According to a Drought Monitor map published this week by the National Weather Service, Suffolk and most of the rest of the Hampton Roads region are in “abnormally dry” conditions. The next stage after that is “moderate drought,” which is currently being experienced across much of the rest of the state.
According to the DEQ’s drought evaluation map, the Hampton Roads region is rated as “emergency” for precipitation but rated normal for groundwater and reservoir levels. No data is available for the region on streamflow.
The next stage after the statewide drought watch issued Friday is a drought warning, which indicates that a significant drought event is imminent. If a drought warning is issued, water conservation and contingency plans that are already in place — or prepared during a drought watch — would begin.
“Higher temperatures and less consistent precipitation patterns driven by climate change are making extreme weather like droughts more prevalent around the world, and Virginia is no exception,” said Secretary of Natural Resources Matthew J. Strickler. “Governor Northam and our administration are taking steps to monitor and mitigate drought impacts and address the causes and symptoms of climate change.”
Additionally, 36 localities in Virginia have issued open air burn bans. (Suffolk is not yet one of them.) Individuals are encouraged to check the Virginia Department of Forestry’s map for the latest information on active burn bans and contact their locality for further details on outdoor burning restrictions.
“Fortunately, Virginia’s vigilant task force, ongoing monitoring program and cohesive regional water resource plans are in place for this very situation, to help raise awareness across the Commonwealth and mitigate potential impacts to citizens, water suppliers, and their customers,” said DEQ Director David Paylor.

**Assigned task 1**
Answer these questions from the drought passage:
(a) How many localities in Virginia have issued open air burn bans?
(b) What rating does the DEQ's drought evaluation map give the Hampton Roads region for precipitation?
(c) Who is the DEQ Director?
**Assigned task 2**
For each statement, decide whether it agrees with the drought passage. Answer yes or no and quote the words that decide it.
(a) Suffolk has issued an open air burn ban.
(b) A drought warning indicates that a significant drought event is imminent.
(c) The DEQ map rates streamflow in the Hampton Roads region as normal.
**Assigned task 3**
Please quote the drought passage from "According to a" up to and including "region on streamflow.".

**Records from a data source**
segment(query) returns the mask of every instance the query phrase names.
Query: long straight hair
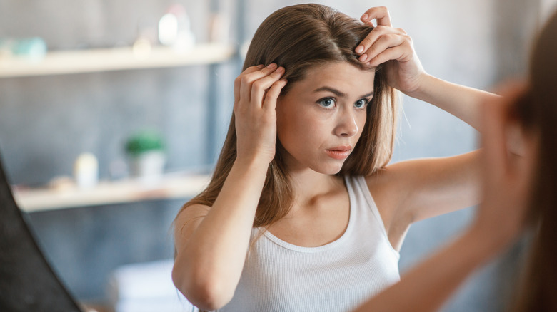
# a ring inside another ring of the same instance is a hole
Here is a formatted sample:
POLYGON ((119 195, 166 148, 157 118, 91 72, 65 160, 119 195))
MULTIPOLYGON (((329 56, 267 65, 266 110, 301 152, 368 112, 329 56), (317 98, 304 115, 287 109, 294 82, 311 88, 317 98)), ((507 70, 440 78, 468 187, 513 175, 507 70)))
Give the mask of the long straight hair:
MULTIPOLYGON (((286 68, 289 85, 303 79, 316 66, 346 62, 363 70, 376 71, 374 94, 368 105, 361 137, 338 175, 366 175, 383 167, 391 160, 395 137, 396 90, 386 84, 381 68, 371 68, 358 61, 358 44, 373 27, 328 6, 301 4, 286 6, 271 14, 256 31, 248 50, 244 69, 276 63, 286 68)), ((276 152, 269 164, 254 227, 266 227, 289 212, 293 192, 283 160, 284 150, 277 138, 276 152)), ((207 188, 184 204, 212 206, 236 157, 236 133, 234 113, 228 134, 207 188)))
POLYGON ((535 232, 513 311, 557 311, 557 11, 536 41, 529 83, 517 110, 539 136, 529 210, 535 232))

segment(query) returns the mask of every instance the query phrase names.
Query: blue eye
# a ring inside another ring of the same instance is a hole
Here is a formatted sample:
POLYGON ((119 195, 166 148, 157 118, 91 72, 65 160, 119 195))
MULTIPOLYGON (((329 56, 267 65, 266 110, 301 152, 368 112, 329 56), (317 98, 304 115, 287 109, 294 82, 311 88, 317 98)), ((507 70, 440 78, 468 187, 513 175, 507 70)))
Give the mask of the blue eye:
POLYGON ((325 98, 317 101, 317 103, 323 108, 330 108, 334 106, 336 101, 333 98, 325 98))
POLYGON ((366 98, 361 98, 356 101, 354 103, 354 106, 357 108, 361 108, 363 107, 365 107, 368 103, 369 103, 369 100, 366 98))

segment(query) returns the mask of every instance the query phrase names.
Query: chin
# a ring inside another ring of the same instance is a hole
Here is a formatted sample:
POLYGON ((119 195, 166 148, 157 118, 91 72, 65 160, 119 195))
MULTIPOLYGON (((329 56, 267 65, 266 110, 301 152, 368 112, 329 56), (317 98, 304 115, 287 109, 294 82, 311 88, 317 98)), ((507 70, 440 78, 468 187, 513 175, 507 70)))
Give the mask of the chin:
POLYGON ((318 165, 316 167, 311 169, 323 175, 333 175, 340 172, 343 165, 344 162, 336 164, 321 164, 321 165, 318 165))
...
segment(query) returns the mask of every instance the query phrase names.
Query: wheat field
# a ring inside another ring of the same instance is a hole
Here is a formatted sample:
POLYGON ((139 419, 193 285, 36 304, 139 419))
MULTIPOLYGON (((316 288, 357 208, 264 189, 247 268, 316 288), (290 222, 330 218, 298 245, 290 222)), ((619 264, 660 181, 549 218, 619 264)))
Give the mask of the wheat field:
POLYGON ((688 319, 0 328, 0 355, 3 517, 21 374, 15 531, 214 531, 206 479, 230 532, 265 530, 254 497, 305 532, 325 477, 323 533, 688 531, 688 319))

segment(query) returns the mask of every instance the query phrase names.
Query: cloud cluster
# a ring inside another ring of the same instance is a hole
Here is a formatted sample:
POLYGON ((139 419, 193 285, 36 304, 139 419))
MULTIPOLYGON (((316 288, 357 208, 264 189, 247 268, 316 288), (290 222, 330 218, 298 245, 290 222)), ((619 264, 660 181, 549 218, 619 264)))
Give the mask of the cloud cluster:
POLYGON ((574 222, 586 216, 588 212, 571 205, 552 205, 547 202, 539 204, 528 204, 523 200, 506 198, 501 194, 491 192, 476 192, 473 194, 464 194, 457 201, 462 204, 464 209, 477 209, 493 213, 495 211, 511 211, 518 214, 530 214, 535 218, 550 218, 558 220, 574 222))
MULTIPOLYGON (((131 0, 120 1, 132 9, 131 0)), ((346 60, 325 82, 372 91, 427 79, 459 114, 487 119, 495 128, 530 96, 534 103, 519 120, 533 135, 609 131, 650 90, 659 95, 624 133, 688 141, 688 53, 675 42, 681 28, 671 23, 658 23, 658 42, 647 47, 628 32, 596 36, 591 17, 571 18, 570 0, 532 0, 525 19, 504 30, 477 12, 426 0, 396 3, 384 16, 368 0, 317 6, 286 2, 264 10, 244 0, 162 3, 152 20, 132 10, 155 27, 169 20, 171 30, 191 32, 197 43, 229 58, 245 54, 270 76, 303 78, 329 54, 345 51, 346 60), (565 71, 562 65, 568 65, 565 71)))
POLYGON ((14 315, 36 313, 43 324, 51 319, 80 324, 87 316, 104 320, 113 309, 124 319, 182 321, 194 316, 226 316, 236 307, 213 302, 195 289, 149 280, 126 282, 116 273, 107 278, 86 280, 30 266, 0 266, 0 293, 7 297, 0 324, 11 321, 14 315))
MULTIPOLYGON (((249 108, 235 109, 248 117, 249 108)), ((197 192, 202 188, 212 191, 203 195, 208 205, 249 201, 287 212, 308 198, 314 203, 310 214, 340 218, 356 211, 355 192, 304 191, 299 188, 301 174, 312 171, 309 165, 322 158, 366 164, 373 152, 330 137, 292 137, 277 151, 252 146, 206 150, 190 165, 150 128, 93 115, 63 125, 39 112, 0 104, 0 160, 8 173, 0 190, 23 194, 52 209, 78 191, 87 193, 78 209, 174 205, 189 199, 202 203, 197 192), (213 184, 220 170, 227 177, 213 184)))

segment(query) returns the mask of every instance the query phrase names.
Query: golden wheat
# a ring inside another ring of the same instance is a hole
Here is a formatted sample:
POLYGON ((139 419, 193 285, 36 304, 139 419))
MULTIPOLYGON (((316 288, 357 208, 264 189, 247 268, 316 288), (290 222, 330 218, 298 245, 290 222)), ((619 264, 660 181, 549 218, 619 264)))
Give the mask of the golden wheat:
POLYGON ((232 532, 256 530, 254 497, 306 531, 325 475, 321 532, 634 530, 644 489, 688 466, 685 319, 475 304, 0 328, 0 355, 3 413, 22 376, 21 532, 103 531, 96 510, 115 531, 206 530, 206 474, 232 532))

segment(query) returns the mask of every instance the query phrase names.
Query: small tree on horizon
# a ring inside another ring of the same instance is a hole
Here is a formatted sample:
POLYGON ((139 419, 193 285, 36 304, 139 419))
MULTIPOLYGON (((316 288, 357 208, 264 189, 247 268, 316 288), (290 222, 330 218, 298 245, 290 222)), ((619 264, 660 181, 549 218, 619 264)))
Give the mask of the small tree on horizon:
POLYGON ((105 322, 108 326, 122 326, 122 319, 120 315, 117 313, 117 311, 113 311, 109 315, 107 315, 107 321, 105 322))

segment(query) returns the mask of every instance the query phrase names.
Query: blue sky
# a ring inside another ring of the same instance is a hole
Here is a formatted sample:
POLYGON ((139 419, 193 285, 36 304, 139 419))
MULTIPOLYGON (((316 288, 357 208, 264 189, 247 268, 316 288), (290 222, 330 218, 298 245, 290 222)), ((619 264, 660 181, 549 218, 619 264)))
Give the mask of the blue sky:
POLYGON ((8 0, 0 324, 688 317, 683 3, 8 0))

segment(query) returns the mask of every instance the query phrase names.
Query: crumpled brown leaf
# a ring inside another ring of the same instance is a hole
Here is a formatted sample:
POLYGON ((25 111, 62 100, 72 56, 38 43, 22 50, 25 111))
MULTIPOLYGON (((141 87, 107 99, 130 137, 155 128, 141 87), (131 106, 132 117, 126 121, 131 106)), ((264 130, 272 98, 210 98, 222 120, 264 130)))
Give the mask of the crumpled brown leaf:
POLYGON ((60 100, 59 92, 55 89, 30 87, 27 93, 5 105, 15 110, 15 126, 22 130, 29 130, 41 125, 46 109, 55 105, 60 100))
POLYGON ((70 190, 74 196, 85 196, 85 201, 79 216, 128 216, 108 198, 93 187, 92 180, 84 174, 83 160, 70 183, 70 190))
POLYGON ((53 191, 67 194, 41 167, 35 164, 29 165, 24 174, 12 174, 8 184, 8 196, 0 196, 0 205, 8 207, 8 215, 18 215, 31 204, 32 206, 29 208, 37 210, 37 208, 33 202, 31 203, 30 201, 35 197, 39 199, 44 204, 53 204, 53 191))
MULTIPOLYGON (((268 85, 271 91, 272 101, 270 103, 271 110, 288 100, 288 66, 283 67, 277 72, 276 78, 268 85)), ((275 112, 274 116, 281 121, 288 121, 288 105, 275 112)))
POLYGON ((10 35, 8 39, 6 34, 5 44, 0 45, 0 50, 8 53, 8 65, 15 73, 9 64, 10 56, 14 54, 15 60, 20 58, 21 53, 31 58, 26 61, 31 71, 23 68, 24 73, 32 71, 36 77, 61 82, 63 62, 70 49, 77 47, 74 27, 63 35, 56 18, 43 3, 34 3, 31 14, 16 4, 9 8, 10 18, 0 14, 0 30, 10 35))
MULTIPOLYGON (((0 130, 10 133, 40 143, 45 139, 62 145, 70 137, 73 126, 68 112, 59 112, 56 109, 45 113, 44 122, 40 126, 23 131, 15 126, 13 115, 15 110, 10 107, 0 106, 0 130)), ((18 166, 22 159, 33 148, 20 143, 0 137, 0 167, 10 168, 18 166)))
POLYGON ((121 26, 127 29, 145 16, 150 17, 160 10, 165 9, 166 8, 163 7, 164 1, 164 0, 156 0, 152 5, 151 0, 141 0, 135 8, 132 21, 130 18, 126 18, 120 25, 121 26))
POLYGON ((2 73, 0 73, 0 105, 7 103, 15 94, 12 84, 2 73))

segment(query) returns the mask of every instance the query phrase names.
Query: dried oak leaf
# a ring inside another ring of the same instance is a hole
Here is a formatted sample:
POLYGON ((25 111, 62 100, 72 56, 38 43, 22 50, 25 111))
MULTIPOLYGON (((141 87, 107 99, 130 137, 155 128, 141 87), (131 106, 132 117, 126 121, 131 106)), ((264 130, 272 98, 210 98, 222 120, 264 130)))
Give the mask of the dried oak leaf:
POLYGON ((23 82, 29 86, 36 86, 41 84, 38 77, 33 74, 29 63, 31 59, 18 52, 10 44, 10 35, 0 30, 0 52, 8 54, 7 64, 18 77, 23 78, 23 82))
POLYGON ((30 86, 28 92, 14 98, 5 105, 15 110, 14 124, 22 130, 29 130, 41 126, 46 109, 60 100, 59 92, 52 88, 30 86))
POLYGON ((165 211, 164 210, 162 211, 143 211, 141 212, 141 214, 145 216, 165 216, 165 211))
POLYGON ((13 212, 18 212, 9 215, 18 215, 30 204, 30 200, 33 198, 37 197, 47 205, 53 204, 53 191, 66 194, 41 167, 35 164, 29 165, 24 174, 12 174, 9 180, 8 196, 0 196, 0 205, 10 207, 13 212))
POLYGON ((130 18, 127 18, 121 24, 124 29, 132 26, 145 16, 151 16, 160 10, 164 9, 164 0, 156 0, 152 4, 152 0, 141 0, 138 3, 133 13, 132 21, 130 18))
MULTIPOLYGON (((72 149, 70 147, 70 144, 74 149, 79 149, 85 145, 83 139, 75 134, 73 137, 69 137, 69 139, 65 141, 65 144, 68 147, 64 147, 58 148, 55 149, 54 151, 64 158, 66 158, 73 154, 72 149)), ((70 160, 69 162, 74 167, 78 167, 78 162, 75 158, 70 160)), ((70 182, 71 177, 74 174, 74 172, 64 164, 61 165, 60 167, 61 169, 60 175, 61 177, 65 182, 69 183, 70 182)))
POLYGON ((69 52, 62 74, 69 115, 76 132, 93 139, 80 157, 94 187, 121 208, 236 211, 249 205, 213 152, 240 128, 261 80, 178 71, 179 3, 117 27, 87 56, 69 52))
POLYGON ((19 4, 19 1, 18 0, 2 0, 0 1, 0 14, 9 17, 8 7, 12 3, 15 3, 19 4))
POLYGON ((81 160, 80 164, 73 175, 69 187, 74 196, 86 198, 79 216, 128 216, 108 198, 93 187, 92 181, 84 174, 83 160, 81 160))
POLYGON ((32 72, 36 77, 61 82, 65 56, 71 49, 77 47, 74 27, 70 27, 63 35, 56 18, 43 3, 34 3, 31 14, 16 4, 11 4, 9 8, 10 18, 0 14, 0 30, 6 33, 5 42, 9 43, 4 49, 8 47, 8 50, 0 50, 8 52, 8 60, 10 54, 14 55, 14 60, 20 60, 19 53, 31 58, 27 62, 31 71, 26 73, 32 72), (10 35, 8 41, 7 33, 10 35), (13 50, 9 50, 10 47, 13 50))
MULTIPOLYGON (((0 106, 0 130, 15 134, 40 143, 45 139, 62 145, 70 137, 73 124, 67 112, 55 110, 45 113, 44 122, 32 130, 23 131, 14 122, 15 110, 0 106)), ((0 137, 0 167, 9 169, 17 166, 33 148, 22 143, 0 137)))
* * *
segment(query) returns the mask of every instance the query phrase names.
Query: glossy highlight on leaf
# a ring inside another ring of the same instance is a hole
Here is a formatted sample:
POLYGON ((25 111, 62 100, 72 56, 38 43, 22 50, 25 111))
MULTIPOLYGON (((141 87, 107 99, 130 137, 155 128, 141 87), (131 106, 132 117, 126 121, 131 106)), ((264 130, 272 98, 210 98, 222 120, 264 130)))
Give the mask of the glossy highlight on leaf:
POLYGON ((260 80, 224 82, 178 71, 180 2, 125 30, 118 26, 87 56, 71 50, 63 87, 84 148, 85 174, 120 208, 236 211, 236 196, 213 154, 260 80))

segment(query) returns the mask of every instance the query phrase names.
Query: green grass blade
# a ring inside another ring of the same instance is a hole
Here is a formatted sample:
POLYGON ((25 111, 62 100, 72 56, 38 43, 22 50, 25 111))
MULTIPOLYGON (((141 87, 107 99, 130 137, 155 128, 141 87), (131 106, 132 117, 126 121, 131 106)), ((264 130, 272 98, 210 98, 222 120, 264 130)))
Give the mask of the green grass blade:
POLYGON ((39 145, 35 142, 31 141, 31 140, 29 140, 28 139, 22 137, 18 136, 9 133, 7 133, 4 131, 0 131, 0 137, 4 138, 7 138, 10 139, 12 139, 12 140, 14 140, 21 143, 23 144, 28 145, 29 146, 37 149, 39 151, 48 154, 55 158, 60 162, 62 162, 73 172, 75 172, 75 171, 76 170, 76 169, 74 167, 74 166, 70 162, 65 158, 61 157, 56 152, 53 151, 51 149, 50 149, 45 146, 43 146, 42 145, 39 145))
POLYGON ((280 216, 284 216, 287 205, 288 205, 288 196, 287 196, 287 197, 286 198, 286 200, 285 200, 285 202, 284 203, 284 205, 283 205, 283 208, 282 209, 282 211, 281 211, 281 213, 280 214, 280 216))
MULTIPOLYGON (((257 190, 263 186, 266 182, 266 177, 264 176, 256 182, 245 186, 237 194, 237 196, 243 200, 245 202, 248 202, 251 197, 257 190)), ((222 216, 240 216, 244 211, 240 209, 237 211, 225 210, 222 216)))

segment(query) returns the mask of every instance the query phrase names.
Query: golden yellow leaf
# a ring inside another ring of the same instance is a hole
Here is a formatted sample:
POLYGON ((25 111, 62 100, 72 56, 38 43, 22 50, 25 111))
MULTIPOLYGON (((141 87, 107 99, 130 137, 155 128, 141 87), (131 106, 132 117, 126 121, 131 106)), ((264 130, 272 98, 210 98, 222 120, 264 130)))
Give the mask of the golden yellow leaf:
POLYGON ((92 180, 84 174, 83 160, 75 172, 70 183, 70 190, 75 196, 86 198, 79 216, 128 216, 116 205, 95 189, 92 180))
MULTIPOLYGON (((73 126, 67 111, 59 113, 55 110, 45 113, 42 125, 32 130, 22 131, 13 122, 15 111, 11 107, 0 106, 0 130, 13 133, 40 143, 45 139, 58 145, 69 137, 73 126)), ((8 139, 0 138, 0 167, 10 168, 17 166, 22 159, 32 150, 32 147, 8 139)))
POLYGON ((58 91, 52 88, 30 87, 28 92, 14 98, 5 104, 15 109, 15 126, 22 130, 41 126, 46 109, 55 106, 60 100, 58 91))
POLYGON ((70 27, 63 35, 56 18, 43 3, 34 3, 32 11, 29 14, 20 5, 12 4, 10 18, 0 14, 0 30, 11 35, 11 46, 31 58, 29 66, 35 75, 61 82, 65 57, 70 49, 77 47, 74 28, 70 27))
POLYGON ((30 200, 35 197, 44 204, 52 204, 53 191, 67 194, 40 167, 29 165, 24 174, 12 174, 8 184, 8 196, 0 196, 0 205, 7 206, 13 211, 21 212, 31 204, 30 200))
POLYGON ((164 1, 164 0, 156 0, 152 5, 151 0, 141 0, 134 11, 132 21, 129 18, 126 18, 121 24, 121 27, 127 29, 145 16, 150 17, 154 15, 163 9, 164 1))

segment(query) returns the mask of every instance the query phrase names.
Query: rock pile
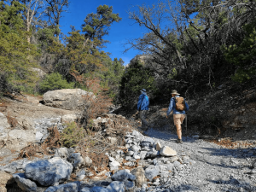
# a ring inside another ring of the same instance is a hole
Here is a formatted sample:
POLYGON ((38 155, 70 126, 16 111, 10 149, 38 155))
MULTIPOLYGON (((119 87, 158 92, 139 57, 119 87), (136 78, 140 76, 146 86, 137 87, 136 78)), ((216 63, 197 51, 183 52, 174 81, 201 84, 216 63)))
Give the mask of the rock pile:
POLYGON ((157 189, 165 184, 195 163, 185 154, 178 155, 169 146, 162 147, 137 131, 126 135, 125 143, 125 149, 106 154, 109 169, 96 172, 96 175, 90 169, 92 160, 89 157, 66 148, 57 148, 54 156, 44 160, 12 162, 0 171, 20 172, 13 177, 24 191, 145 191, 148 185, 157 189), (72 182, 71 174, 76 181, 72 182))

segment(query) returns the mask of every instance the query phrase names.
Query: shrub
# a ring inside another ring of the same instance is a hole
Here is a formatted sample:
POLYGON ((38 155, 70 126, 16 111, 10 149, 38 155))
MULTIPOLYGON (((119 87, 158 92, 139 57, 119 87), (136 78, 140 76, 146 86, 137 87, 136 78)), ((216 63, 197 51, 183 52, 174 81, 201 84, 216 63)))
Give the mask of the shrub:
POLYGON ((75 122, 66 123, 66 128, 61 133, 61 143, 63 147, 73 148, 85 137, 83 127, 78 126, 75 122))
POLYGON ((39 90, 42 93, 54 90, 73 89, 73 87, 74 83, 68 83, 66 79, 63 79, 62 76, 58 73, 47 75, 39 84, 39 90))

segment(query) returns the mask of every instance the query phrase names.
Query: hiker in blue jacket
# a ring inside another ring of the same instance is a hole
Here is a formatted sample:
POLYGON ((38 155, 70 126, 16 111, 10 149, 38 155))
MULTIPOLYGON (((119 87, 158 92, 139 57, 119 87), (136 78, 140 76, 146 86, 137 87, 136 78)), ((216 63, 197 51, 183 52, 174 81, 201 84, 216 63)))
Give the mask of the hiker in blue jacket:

**Task solution 1**
(a) 36
(b) "Emergency"
(c) David Paylor

**Task solution 2**
(a) No: "(Suffolk is not yet one of them.)"
(b) Yes: "a drought warning, which indicates that a significant drought event is imminent"
(c) No: "No data is available for the region on streamflow."

**Task solution 3**
According to a Drought Monitor map published this week by the National Weather Service, Suffolk and most of the rest of the Hampton Roads region are in “abnormally dry” conditions. The next stage after that is “moderate drought,” which is currently being experienced across much of the rest of the state.
According to the DEQ’s drought evaluation map, the Hampton Roads region is rated as “emergency” for precipitation but rated normal for groundwater and reservoir levels. No data is available for the region on streamflow.